▶ [Assigned task]:
When you reach the records, transcribe all of them exactly.

[Point localization data]
++++++++
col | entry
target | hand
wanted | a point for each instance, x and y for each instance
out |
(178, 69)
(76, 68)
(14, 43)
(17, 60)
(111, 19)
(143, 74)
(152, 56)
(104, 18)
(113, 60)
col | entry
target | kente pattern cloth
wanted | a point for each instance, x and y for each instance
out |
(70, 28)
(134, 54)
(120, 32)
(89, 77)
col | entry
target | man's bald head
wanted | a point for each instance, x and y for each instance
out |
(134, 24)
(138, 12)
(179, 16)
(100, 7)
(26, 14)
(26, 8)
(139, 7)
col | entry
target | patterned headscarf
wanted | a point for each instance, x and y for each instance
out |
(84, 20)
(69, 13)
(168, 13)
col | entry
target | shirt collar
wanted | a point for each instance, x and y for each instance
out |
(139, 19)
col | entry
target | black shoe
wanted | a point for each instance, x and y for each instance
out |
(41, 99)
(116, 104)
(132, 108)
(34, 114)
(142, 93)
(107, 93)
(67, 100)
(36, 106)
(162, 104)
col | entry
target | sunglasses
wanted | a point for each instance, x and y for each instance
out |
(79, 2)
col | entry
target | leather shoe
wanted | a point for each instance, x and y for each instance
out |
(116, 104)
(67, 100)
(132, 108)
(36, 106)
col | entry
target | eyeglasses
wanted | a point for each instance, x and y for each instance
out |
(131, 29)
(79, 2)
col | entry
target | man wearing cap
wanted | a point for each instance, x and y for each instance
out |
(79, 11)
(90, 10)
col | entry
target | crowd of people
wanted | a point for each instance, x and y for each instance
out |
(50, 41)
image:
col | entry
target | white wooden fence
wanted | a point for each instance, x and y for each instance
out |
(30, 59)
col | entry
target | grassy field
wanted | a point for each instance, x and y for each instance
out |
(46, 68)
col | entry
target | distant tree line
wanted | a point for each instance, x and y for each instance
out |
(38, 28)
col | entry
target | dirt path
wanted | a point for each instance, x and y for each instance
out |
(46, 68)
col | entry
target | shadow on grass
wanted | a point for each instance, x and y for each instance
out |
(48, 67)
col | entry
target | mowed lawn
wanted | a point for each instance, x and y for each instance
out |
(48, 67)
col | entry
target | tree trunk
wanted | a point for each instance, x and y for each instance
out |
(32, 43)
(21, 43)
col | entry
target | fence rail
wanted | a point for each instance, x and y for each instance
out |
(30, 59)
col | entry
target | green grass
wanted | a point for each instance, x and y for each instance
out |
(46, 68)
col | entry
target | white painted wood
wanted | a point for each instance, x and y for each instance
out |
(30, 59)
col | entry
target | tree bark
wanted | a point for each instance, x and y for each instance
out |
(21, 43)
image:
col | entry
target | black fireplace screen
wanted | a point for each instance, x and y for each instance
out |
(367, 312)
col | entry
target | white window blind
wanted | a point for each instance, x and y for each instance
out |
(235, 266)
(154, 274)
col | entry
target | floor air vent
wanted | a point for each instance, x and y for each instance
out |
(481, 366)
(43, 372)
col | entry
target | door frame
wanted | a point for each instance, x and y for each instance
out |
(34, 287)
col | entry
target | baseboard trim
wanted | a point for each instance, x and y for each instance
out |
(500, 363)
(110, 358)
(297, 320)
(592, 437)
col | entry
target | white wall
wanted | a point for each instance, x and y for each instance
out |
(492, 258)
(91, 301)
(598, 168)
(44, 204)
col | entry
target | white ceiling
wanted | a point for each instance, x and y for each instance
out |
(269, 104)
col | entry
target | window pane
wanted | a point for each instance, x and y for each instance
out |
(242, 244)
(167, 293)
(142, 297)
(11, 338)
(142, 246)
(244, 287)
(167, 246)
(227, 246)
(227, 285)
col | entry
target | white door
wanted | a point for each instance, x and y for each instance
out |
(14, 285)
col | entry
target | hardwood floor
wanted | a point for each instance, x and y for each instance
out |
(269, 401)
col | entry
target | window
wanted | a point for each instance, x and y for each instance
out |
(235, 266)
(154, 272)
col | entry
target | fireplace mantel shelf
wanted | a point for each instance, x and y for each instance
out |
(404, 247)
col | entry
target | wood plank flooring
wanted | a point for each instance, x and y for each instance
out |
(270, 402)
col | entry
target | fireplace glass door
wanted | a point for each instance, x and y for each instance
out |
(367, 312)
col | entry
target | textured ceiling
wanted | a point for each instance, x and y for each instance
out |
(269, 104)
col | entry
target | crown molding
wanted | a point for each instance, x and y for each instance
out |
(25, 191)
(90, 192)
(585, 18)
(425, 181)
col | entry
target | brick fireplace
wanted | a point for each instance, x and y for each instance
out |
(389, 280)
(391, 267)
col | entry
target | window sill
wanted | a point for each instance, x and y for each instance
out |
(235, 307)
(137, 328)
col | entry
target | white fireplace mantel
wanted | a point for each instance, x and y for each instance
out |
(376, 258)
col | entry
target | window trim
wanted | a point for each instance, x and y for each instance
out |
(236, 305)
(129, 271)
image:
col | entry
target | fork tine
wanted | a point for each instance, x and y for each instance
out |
++++++++
▶ [Solved exercise]:
col | entry
target | hand
wanted | a point for each instance, x and y for each instance
out |
(178, 69)
(76, 68)
(14, 43)
(17, 60)
(111, 19)
(143, 74)
(152, 56)
(104, 18)
(113, 60)
col | entry
target | kente pattern cloth
wanted | a point for each instance, x and y for each instance
out |
(70, 28)
(134, 54)
(120, 32)
(89, 77)
col | entry
target | man's bald head
wanted | a point for each instance, x and y for each instance
out |
(134, 24)
(138, 12)
(179, 16)
(100, 7)
(26, 14)
(26, 8)
(139, 7)
col | entry
target | patterned headscarf
wanted | a point for each instance, x and y for each instance
out |
(84, 20)
(69, 13)
(168, 13)
col | entry
target | shirt collar
wanted | a point for each instance, x and y for each instance
out |
(139, 19)
col | entry
target | black shoe
wanted | a point for each instance, x and y for each instance
out |
(41, 99)
(116, 104)
(132, 108)
(34, 114)
(142, 93)
(107, 93)
(67, 100)
(36, 106)
(162, 104)
col | entry
target | sunglasses
wanted | a point for each instance, x and y for each instance
out |
(79, 2)
col | entry
target | leather shoe
wanted | a point for each instance, x and y for each instance
out |
(116, 104)
(67, 100)
(132, 108)
(36, 106)
col | entry
target | eyeglasses
wanted | a point for each instance, x and y for each instance
out |
(131, 29)
(79, 2)
col | entry
target | man wearing cap
wanted | a point for each instance, x and y for each instance
out |
(79, 11)
(90, 10)
col | entry
target | crowd of people
wanted | a point for each instance, x and y for each instance
out |
(50, 41)
image:
col | entry
target | white wooden fence
wanted | a point for each instance, x and y for each instance
out |
(30, 59)
col | entry
target | grassy field
wanted | a point for each instance, x and y for each instance
out |
(46, 68)
col | entry
target | distant tree line
wanted | a point for each instance, x and y for each instance
out |
(38, 28)
col | entry
target | dirt path
wanted | a point for each instance, x and y for each instance
out |
(46, 68)
col | entry
target | shadow on grass
wanted | a point for each instance, x and y for each instance
out |
(48, 67)
col | entry
target | mowed lawn
wanted | a point for each instance, x and y for each instance
out |
(48, 67)
col | entry
target | tree trunk
wanted | a point for each instance, x and y for each instance
out |
(32, 43)
(21, 43)
col | entry
target | fence rail
wanted | a point for each instance, x and y for each instance
out |
(30, 59)
col | entry
target | green grass
wanted | a point for each instance, x and y for each instance
out |
(46, 68)
col | entry
target | white painted wood
wanted | a point for each instance, x and y for each instance
out |
(30, 59)
col | entry
target | tree bark
wanted | a point for each instance, x and y for each instance
out |
(21, 43)
image:
col | entry
target | black fireplace screen
wanted | a point for each instance, x and y for each instance
out |
(367, 312)
col | entry
target | white window blind
wanted | a point for each instance, x and y for each instance
out |
(235, 266)
(154, 274)
col | entry
target | floor air vent
wanted | a point for each instance, x and y for each instance
out |
(481, 366)
(43, 372)
col | entry
target | door frame
wanted | a point for each instance, x and y for each instance
out |
(34, 287)
col | entry
target | baseboard trim
wanted | a point for each instance, x and y for each instance
out |
(500, 363)
(110, 358)
(297, 320)
(592, 437)
col | entry
target | white wall
wanted | a point for each instance, x and y for each instance
out |
(492, 258)
(91, 301)
(598, 168)
(44, 204)
col | entry
target | white ceiling
wanted | a point for each instance, x and y for each instance
out |
(269, 104)
col | entry
target | window pane
wanted | a point for each instance, x and y for each instance
out |
(242, 244)
(167, 293)
(142, 297)
(11, 338)
(142, 246)
(244, 287)
(167, 246)
(227, 246)
(227, 285)
col | entry
target | white door
wanted | a point for each instance, x and y for each instance
out |
(14, 285)
col | entry
target | hardwood floor
wanted | a point for each instance, x and y for each instance
out |
(269, 401)
col | entry
target | window
wanted | a point for each instance, x and y for each instance
out |
(235, 266)
(154, 272)
col | entry
target | fireplace mantel shelf
wanted | a point for each instance, x and y for each instance
out |
(404, 247)
col | entry
target | wood plank flooring
wanted | a point for each instance, x and y for each instance
out |
(270, 402)
col | entry
target | fireplace glass door
wanted | a point for each instance, x and y for each instance
out |
(367, 312)
col | entry
target | textured ceiling
wanted | a point for each instance, x and y for each instance
out |
(269, 104)
col | entry
target | crown molding
wanted | a point for each instance, x and y for each instance
out |
(25, 191)
(90, 192)
(585, 18)
(425, 181)
col | entry
target | brick fireplace
wanted | a point for each instance, x and y for each instance
out |
(389, 280)
(391, 267)
col | entry
target | window sill
wanted | a point for each instance, x and y for each instance
out |
(235, 307)
(137, 328)
col | entry
target | white fireplace mantel
wanted | a point for each instance, x and y for each instance
out |
(376, 258)
col | entry
target | window trim
wanted | a point for each instance, x and y for each instance
out |
(236, 305)
(129, 271)
image:
col | entry
target | fork tine
wanted | a point for each instance, x and y for each instance
out |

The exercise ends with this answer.